Testo fornito:
Nella seconda parte dello stesso scritto difensivo (pag. 5 e segg.), quella di natura argomentativa, non compare, invece, una riproposizione delle censure assorbite dal primo Giudice (tantomeno con l’univocità e la puntualità di contenuti che la giurisprudenza richiede al riguardo). L’appellata si limita a contrastare i mezzi dell’appello comunale: e le stesse conclusioni della memoria si esauriscono in una richiesta di rigetto delle domande dell’avversaria, senza sollecitazioni di sorta allo scrutinio delle primitive doglianze finite assorbite.

Occorre invece ricordare che l'esame dei motivi assorbiti in primo grado è consentito al Giudice d’appello solo se interviene un'apposita iniziativa della parte interessata. E l’onere di riproposizione dei motivi assorbiti esige, per il suo rituale assolvimento, che la parte appellata indichi specificamente le censure che intende siano devolute alla cognizione del Giudice di secondo grado, all'evidente fine di consentire a quest'ultimo una compiuta conoscenza delle relative questioni, e alle controparti di contraddire consapevolmente sulle stesse. Ne consegue che anche un rinvio, ove indeterminato, alle censure assorbite e agli atti di primo grado che le contenevano, sarebbe inidoneo a introdurre nel thema decidendum del giudizio d'appello i motivi in tal modo evocati (Sez. V, 18 settembre 2003, n. 5322;
20 ottobre 2004, n. 6876;
24 gennaio 2007, n. 250;
19 settembre 2008, n. 4533;
Sez. VI, 10 settembre 2008, n. 4313;
Sez. IV, 3 marzo 2009, n. 1219;
l’interpretazione è stata confermata anche sotto l’impero del vigente Codice del Processo amministrativo: cfr. ad es. Sez. V, 16 gennaio 2013, n. 251;
19 luglio 2013, n. 3934;
11 febbraio 2014, n. 661;
Sez. IV, 19 settembre 2012, n. 4974;
22 novembre 2013, n. 5551;
Sez.III, 6 giugno 2011, n. 3371;
13 maggio 2011, n. 2908;
21 febbraio 2012, n. 918).

Materiale raccolto:
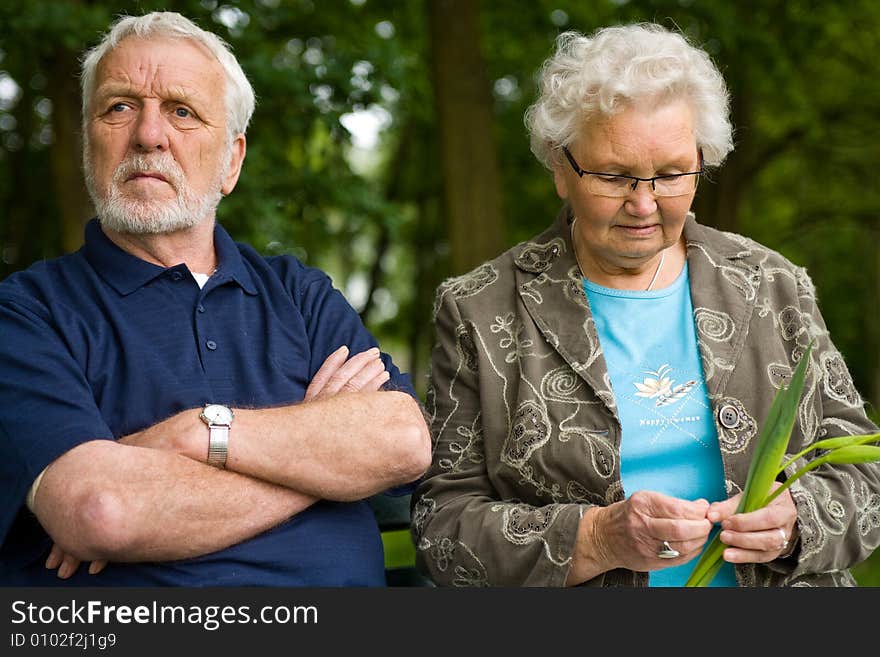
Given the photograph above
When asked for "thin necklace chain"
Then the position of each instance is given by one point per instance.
(653, 278)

Compiti da svolgere:
1. Riproduci alla lettera il passo del testo sui motivi assorbiti che comincia con "Nella seconda parte" e prosegue fino a "doglianze finite assorbite.".
2. Rispondi alle seguenti domande sul testo sui motivi assorbiti:
(a) Da quale pagina inizia la seconda parte, di natura argomentativa, dello scritto difensivo?
(b) A che cosa si limita l'appellata in quella parte?
(c) Quale numero porta la pronuncia della Sez. V del 16 gennaio 2013 citata nel testo?
3. Riprendi il testo sui motivi assorbiti e prosegui dopo l'ultima riga riportata.
Il materiale raccolto non serve per svolgere il lavoro.

Risposte scritte:
1.
Nella seconda parte dello stesso scritto difensivo (pag. 5 e segg.), quella di natura argomentativa, non compare, invece, una riproposizione delle censure assorbite dal primo Giudice (tantomeno con l’univocità e la puntualità di contenuti che la giurisprudenza richiede al riguardo). L’appellata si limita a contrastare i mezzi dell’appello comunale: e le stesse conclusioni della memoria si esauriscono in una richiesta di rigetto delle domande dell’avversaria, senza sollecitazioni di sorta allo scrutinio delle primitive doglianze finite assorbite.

2.
(a) Da pag. 5 (pag. 5 e segg.).
(b) A contrastare i mezzi dell'appello comunale.
(c) Il n. 251.

3.
In definitiva, pertanto, i motivi d’impugnazione di prime cure finiti assorbiti dalla decisione in epigrafe in carenza di una rituale riproposizione devono intendersi rinunziati a mente dell’art. 101, comma 2, C.P.A..

7 Venendo ai contenuti dell’appello comunale, questi possono essere illustrati nei seguenti termini.

Con il primo motivo l’Amministrazione eccepisce che il Condominio originario ricorrente con la nota del 21 settembre 2011 avrebbe riconosciuto il proprio debito nei confronti del Comune, così rinunciando, giusta l’art. 2937 cod.civ., a far valere la prescrizione.

Il secondo e subordinato motivo riguarda i soli costi di costruzione. Il Comune deduce che per i relativi oneri il corso della prescrizione prenderebbe a maturare non dal rilascio della concessione (come ritenuto dal T.A.R.), bensì solo dall’ultimazione dei lavori di costruzione. E poiché nella fattispecie i lavori non potrebbero dirsi ancora terminati, in difetto di presentazione da parte del privato della certificazione di fine lavori, la prescrizione non avrebbe nemmeno iniziato a decorrere.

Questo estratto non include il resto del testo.